▶ [Problem]
Please rewrite the records below as a numbered list, leaving out any blank lines.
= = = =
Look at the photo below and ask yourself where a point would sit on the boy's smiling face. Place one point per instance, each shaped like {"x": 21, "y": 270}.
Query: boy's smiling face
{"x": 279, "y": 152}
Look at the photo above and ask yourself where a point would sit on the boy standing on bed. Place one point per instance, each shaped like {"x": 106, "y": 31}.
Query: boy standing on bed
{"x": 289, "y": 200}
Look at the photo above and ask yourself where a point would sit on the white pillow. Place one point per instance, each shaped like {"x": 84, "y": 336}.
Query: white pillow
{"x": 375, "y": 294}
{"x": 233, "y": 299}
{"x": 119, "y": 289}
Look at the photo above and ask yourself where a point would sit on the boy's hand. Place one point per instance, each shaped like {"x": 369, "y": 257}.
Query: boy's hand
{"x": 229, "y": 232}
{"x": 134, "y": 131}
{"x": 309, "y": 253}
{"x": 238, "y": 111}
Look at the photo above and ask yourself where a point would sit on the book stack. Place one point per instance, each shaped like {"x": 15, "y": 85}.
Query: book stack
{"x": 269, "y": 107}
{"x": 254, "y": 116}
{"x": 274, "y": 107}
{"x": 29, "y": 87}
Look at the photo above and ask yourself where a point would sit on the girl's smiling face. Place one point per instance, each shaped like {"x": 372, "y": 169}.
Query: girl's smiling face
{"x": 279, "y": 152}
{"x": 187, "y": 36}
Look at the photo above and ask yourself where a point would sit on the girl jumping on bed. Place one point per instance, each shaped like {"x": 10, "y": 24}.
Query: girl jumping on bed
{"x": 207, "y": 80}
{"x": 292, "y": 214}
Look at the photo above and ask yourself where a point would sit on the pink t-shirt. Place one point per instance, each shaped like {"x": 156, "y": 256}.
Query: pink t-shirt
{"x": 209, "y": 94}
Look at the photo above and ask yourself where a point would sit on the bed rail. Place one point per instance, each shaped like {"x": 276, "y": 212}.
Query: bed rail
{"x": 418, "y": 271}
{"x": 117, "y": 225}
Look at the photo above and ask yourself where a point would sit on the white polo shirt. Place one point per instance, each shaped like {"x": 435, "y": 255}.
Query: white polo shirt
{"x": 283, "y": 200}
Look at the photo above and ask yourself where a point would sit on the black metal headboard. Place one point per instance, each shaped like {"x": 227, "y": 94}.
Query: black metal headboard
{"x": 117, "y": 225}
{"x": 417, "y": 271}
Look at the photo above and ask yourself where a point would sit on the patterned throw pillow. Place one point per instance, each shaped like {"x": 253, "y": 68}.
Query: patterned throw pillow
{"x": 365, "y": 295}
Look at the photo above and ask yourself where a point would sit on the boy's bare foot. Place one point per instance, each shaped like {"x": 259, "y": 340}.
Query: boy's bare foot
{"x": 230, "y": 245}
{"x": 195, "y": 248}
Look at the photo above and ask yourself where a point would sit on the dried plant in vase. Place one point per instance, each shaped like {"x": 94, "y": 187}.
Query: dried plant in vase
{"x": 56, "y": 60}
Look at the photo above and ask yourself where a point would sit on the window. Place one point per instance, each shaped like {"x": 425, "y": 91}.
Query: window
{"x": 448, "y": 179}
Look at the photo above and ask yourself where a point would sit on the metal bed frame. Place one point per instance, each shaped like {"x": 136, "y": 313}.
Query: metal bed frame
= = = =
▶ [Task response]
1. Look at the photo below and ask yourself where a point would sit on the boy's smiling face. Place one point per instance, each shaped like {"x": 21, "y": 270}.
2. Query: boy's smiling face
3. {"x": 279, "y": 152}
4. Look at the photo above and ask yourself where a point would sit on the boy standing on bed. Place one point per instance, each shaped like {"x": 106, "y": 31}.
5. Query: boy standing on bed
6. {"x": 289, "y": 200}
7. Look at the photo above and ask yourself where a point would sit on the white pillow. Place one point per instance, each shaped like {"x": 84, "y": 336}.
8. Query: white pillow
9. {"x": 375, "y": 294}
10. {"x": 233, "y": 299}
11. {"x": 119, "y": 289}
12. Look at the photo above and ask yourself where a point would sit on the boy's hand. Place one point per instance, each shaped like {"x": 369, "y": 257}.
13. Query: boy's hand
14. {"x": 229, "y": 232}
15. {"x": 134, "y": 131}
16. {"x": 309, "y": 253}
17. {"x": 238, "y": 111}
18. Look at the photo above and ask yourself where a point would sit on the book stack. Place one point per instance, each shaped like {"x": 15, "y": 85}.
19. Query: book stack
20. {"x": 269, "y": 107}
21. {"x": 254, "y": 116}
22. {"x": 274, "y": 107}
23. {"x": 29, "y": 87}
24. Look at the photo above and ask yourself where a point would sit on the girl's smiling face. Place one point per instance, each shaped like {"x": 372, "y": 169}.
25. Query: girl's smiling face
26. {"x": 279, "y": 152}
27. {"x": 187, "y": 36}
28. Look at the photo above and ask yourself where a point would sit on the girl jumping on bed. Place one point per instance, each shaped like {"x": 10, "y": 24}.
29. Query: girl jumping on bed
30. {"x": 207, "y": 80}
31. {"x": 292, "y": 214}
32. Look at the photo above and ask yourself where a point would sit on the pink t-shirt. Place one point per instance, each shaped like {"x": 156, "y": 256}.
33. Query: pink t-shirt
34. {"x": 209, "y": 94}
35. Look at the photo above and ask yourself where a point would sit on the bed rail. Place one point per instance, each shaped like {"x": 276, "y": 212}.
36. Query: bed rail
37. {"x": 418, "y": 271}
38. {"x": 117, "y": 225}
39. Look at the photo above and ask yourself where a point would sit on the white polo shirt. Place one point per instance, each shaped like {"x": 435, "y": 255}.
40. Query: white polo shirt
41. {"x": 283, "y": 200}
42. Look at the photo above and ask yourself where a point would sit on the black metal headboard. Place one point per instance, each shaped like {"x": 227, "y": 94}.
43. Query: black metal headboard
44. {"x": 117, "y": 225}
45. {"x": 417, "y": 271}
46. Look at the photo above and ask yourself where a point would sit on the patterned throw pillow. Place one point per instance, each shaped like {"x": 253, "y": 68}.
47. Query: patterned throw pillow
48. {"x": 365, "y": 295}
49. Look at the photo above and ask yourself where a point would sit on the boy's bare foot. Place one point per instance, each shaped like {"x": 259, "y": 340}.
50. Query: boy's bare foot
51. {"x": 230, "y": 245}
52. {"x": 195, "y": 248}
53. Look at the photo above and ask yourself where a point would sit on the dried plant in vase. Place one point per instance, each shaped like {"x": 94, "y": 187}.
54. Query: dried plant in vase
55. {"x": 56, "y": 60}
56. Look at the photo above and ask yourself where a point would sit on the window. Place one point per instance, each shaped like {"x": 425, "y": 91}.
57. Query: window
58. {"x": 448, "y": 179}
59. Look at the photo above and ask yourself where a point would sit on the metal bed frame. Place one point per instance, each shaped like {"x": 136, "y": 313}.
60. Query: metal bed frame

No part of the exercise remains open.